▶ _Passage_:
ROLLING PRAIRIE, Ind. (AP) — You’re not alone if the doldrums of the coronavirus pandemic have you longing more than ever for a fun, old-fashioned family Christmas.
The good news is that one timeless tradition — the excursion to cut down a real Christmas tree — is a low-risk activity. But with demand surging, you may be running out of time to snag the perfect fir, pine or spruce.
Christmas tree growers say business is booming, leaving trees in short supply, as families seek out safe ways to celebrate the holiday, get out of the house and add some joy to what has been a bummer of a year.
“I can’t tell you the number of customers I’ve talked to that said, ‘we’ve had an artificial tree, and this year we wanted to get out and do something outside,’” said Greg Dudeck, owner of Dudeck’s Pine Country in Rolling Prairie.
“People want some cheer,” said Dudeck’s wife, Rhonda.
The Dudecks said Monday their sales are up about 20 percent, and they have seen many first-time customers who found other farms had already sold out. The Dudecks sell 3,000 to 3,500 trees in a typical season, but may break 4,000 this year.
Amy Start, executive director of the Michigan Christmas Tree Association, said many farms have reported their sales are up between 25 percent and 50 percent.

(Dataset records)
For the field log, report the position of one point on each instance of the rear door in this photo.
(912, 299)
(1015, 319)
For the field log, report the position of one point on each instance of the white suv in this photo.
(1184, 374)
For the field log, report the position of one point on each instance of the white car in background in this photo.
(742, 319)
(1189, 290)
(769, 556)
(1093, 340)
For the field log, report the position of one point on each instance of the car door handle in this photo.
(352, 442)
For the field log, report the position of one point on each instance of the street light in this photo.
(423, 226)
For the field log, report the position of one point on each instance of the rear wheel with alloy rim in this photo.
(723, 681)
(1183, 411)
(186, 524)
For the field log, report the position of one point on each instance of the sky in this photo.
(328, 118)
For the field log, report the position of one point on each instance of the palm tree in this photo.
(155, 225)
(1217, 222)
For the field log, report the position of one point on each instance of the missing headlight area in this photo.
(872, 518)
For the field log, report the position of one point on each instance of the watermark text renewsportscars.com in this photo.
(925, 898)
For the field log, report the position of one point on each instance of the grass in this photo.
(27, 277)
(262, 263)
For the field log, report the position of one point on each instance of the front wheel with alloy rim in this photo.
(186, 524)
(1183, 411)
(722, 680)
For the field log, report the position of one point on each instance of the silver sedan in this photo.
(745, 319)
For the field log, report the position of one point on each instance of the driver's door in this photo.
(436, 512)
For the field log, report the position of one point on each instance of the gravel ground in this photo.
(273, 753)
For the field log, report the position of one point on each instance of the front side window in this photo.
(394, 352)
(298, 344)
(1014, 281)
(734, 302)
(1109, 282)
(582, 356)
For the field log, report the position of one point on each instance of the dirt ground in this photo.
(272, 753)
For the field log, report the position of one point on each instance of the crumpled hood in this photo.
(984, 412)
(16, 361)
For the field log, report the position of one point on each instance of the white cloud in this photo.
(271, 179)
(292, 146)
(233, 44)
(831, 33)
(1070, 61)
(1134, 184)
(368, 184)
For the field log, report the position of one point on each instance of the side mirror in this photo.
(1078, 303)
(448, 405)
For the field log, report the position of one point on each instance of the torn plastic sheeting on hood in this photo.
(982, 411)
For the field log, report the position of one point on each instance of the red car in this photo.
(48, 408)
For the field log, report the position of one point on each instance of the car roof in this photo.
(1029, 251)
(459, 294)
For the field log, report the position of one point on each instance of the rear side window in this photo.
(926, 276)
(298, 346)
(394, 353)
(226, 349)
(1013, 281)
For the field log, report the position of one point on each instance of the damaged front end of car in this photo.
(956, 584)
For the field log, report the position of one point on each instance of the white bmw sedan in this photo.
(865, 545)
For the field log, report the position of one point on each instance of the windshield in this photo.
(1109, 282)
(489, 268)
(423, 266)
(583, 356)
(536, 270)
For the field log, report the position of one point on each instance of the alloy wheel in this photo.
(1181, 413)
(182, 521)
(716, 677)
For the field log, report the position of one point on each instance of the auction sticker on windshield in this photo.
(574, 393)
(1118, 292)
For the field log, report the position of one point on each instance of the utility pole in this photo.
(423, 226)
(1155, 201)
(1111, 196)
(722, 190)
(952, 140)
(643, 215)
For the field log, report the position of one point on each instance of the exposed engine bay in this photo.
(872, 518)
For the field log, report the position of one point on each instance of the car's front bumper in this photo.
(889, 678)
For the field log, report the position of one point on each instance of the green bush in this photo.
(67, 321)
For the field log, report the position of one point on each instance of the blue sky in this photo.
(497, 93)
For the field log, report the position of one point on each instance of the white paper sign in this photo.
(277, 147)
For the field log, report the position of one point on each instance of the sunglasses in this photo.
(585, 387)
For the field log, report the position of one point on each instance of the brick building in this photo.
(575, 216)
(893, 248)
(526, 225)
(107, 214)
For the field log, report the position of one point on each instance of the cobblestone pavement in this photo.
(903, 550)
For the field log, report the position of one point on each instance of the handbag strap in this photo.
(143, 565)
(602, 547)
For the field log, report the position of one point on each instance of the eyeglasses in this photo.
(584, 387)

▶ _Problems to work on_:
(a) Please repeat a passage from the article on Christmas tree sales word for word, beginning at the words "Christmas tree growers" and stopping after "in Rolling Prairie.".
(b) Pick up the article on Christmas tree sales after its last sentence and write what comes next.
None of this material is needed.

▶ _Answers to the exercise_:
(a)
Christmas tree growers say business is booming, leaving trees in short supply, as families seek out safe ways to celebrate the holiday, get out of the house and add some joy to what has been a bummer of a year.
“I can’t tell you the number of customers I’ve talked to that said, ‘we’ve had an artificial tree, and this year we wanted to get out and do something outside,’” said Greg Dudeck, owner of Dudeck’s Pine Country in Rolling Prairie.

(b)
“I’ve heard people say they can’t do much this year, but this is one thing they can do,” said Becca Masters, who was searching for a Fraser fir at Dudek’s with her kids. “This is one festive activity nobody can take away from you.”
While there is talk of a national “shortage” of Christmas trees, some growers say it’s an exaggeration.
“There’s trees out there, but not everybody may be able to cut the tree they’re after, this late in the season,” said Dan Cassens, a professor emeritus of forestry at Purdue University who also owns a tree farm in Lafayette. “A lot of choose-and-cut farms are small and sell their trees in the first couple weeks. That looks like a shortage but it’s really not.”
When demand surges, Dudeck said, farms can quickly sell out, depending on how aggressively they’ve planted, because it takes up to 12 years for some varieties of trees to mature. He pointed out the industry is still seeing the effects of the Great Recession, when some growers went out of business and others sold fewer trees, leaving less room for new seedlings.
Whatever the reason, consumers may have fewer options to choose from this year.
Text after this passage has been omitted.